*What you will do*. Update the part of the records that opens with the line containing "Mark the plant" and closes with the line containing "pixel 333 217" by replacing "plant stem" with "flower stalk" and leaving all else unchanged, then give only those lines.

*Material*.
· · ·
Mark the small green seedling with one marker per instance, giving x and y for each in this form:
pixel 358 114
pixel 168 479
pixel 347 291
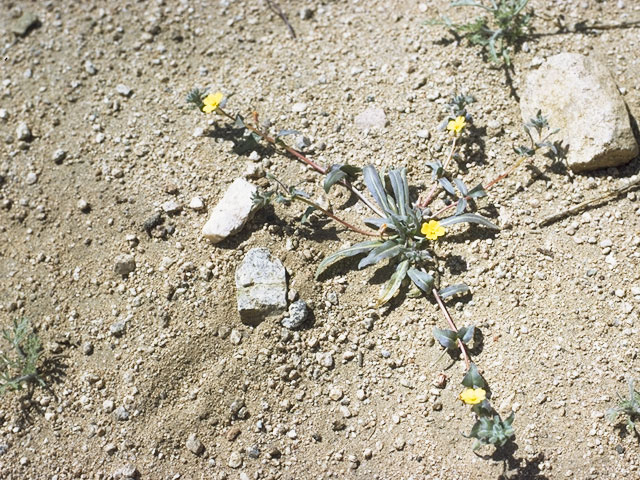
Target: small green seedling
pixel 506 26
pixel 629 407
pixel 19 362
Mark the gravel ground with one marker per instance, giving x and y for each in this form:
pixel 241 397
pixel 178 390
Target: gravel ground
pixel 154 376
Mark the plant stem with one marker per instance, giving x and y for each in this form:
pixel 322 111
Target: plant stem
pixel 317 167
pixel 432 192
pixel 447 316
pixel 333 217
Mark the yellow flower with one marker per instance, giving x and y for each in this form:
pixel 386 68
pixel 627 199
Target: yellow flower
pixel 212 102
pixel 457 125
pixel 473 396
pixel 432 230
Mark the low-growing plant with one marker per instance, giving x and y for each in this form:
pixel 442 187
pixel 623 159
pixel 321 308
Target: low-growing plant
pixel 629 408
pixel 505 26
pixel 406 234
pixel 19 361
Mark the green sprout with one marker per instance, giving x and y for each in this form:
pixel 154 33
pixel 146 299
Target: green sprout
pixel 505 28
pixel 21 367
pixel 629 407
pixel 404 235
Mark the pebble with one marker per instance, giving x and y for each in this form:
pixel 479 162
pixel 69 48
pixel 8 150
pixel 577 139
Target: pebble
pixel 235 460
pixel 124 265
pixel 298 312
pixel 299 107
pixel 118 328
pixel 32 178
pixel 123 90
pixel 90 68
pixel 83 206
pixel 23 132
pixel 196 204
pixel 121 414
pixel 58 156
pixel 171 207
pixel 194 445
pixel 325 359
pixel 235 337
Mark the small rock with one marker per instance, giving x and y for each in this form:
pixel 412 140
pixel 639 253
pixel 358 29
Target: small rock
pixel 32 178
pixel 125 264
pixel 261 284
pixel 90 68
pixel 171 207
pixel 118 328
pixel 372 117
pixel 196 204
pixel 235 460
pixel 194 445
pixel 325 359
pixel 87 348
pixel 128 472
pixel 23 132
pixel 83 206
pixel 123 90
pixel 299 107
pixel 298 312
pixel 121 414
pixel 578 95
pixel 232 212
pixel 58 156
pixel 25 23
pixel 235 337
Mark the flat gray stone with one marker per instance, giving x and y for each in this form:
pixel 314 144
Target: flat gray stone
pixel 261 284
pixel 232 212
pixel 372 117
pixel 578 95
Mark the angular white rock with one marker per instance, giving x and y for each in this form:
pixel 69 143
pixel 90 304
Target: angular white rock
pixel 578 95
pixel 261 283
pixel 232 212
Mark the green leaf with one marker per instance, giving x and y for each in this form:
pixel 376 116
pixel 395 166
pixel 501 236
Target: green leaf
pixel 452 290
pixel 447 338
pixel 388 249
pixel 392 286
pixel 466 333
pixel 357 249
pixel 339 172
pixel 477 192
pixel 307 213
pixel 375 186
pixel 473 379
pixel 468 218
pixel 400 189
pixel 421 279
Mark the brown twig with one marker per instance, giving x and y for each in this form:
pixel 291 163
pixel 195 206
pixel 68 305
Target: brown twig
pixel 275 8
pixel 447 316
pixel 609 196
pixel 299 156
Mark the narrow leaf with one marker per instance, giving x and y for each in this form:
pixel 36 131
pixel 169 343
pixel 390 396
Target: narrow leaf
pixel 446 338
pixel 421 279
pixel 357 249
pixel 394 283
pixel 473 379
pixel 452 290
pixel 469 218
pixel 375 186
pixel 388 249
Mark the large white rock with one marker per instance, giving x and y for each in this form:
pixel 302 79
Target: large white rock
pixel 261 283
pixel 232 212
pixel 579 96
· · ·
*Result of this task*.
Mark the flower stalk with one marker per instance, giving x and y for each in this form:
pixel 322 111
Target: flower stalk
pixel 317 167
pixel 432 192
pixel 447 316
pixel 333 217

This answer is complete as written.